# My goal



## Karah876 (Feb 13, 2009)

This is probably lame, but I'm just beginning to fight this anxiety. Anyway I have set a goal to go to the coffee shop this weekend, and actually go in the building. I usually just get my mother to tack my order on to hers while she goes, and I stay at home. But this weekend, I'll go and sit in to drink my coffee. Maybe try to chat a bit with whoever is serving the coffee. It's a very small step but it's a step up from never leaving the house!


----------



## slyfox (Nov 18, 2007)

Doesn't sound lame. I think it is a good goal


----------



## Karah876 (Feb 13, 2009)

Thanks! I'm pretty excited about it now, but when Saturday morning comes I bet I'll be nervous and shaky lol. I can do it though, and I bet I'll feel a lot better once I do.


----------



## slyfox (Nov 18, 2007)

It's probably best to do it right away Saturday. I find that when I keep waiting another hour to do something, I usually end up not doing it.

Data to process -
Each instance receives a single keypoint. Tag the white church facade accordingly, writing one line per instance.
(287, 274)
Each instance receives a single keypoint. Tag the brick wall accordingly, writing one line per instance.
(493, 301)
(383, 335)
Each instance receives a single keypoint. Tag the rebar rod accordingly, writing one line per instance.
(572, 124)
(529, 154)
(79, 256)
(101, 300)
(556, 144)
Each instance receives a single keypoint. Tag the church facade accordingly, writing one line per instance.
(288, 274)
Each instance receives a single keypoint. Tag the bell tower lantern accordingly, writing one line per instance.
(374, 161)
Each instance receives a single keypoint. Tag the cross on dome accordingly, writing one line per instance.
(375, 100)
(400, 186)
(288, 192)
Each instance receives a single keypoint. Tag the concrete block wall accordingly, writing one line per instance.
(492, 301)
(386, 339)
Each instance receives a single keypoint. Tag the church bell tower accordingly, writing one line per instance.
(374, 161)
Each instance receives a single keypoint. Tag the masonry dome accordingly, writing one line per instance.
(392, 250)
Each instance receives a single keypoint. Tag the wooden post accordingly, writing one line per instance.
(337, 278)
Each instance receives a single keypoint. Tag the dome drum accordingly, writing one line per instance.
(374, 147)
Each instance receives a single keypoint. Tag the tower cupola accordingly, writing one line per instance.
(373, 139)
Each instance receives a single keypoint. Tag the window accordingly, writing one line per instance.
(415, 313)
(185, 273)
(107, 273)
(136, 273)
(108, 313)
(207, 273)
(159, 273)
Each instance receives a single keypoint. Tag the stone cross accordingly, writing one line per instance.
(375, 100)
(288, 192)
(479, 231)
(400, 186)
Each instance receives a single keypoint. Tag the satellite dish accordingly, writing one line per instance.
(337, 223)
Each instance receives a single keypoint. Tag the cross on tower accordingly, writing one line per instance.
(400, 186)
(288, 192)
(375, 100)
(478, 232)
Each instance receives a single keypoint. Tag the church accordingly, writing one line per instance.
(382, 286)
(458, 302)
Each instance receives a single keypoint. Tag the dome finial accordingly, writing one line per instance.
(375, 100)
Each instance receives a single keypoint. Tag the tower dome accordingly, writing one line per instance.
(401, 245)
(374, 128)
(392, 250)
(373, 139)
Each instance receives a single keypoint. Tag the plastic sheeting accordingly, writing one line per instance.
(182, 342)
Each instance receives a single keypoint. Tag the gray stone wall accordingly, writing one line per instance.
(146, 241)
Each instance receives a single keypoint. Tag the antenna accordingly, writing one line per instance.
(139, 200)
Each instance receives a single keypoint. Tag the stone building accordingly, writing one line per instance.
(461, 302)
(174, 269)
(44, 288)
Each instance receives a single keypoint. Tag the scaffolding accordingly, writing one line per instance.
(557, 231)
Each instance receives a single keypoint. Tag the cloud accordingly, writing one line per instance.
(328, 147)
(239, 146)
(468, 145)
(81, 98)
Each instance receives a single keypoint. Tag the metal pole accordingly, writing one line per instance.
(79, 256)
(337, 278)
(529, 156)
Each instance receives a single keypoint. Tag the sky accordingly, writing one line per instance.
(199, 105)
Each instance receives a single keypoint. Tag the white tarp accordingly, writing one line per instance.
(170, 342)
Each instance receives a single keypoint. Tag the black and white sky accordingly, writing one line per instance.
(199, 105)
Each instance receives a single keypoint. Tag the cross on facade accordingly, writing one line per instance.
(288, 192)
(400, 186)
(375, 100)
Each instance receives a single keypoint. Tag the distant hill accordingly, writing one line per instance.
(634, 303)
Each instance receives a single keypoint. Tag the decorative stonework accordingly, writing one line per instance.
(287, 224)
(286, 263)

Requirements -
(A) Return every line of the records that contains the word "bell", matching case exactly.
(B) Pick up the forum thread about the coffee shop goal after its last post and continue it.

Results in order -
(A)
Each instance receives a single keypoint. Tag the bell tower lantern accordingly, writing one line per instance.
Each instance receives a single keypoint. Tag the church bell tower accordingly, writing one line per instance.

(B)
Good luck!


----------



## kebo (Feb 13, 2009)

good for you. Let us know how it turns out


----------



## mind_games (Nov 30, 2008)

Hey thats a great goal, good luck 

We are all at different points in our SA/lives and its all about slowly pushing out of our comfort zones.


----------



## sunonthepath (Feb 26, 2009)

*Hats off - I hate goals*

I was recently released from a Crisis Intervention Unit and one of their main goals was for the clients to make a list of achievable goals; I loathe the idea and I am not sure why. They feel too permanent, too structured and I struggle with sticking to parameters. Having said that, way to go. I admire your courage to both admit and attempt. Good luck!


----------



## MsShyKenz (Jul 18, 2008)

Good luck! I suggest bringing a book with you so you have something to occupy yourself with in case you get anxious or feel like people are looking at you.


----------



## SoloSage (Feb 26, 2009)

Thats a good goal. I personally wouldn't even dare sit in a coffee shop by myself. But well done for trying to do this - it shows you're trying to get out there, and is the main aspect in my eyes. Good luck.


----------



## LonelyHeart87 (Jan 26, 2009)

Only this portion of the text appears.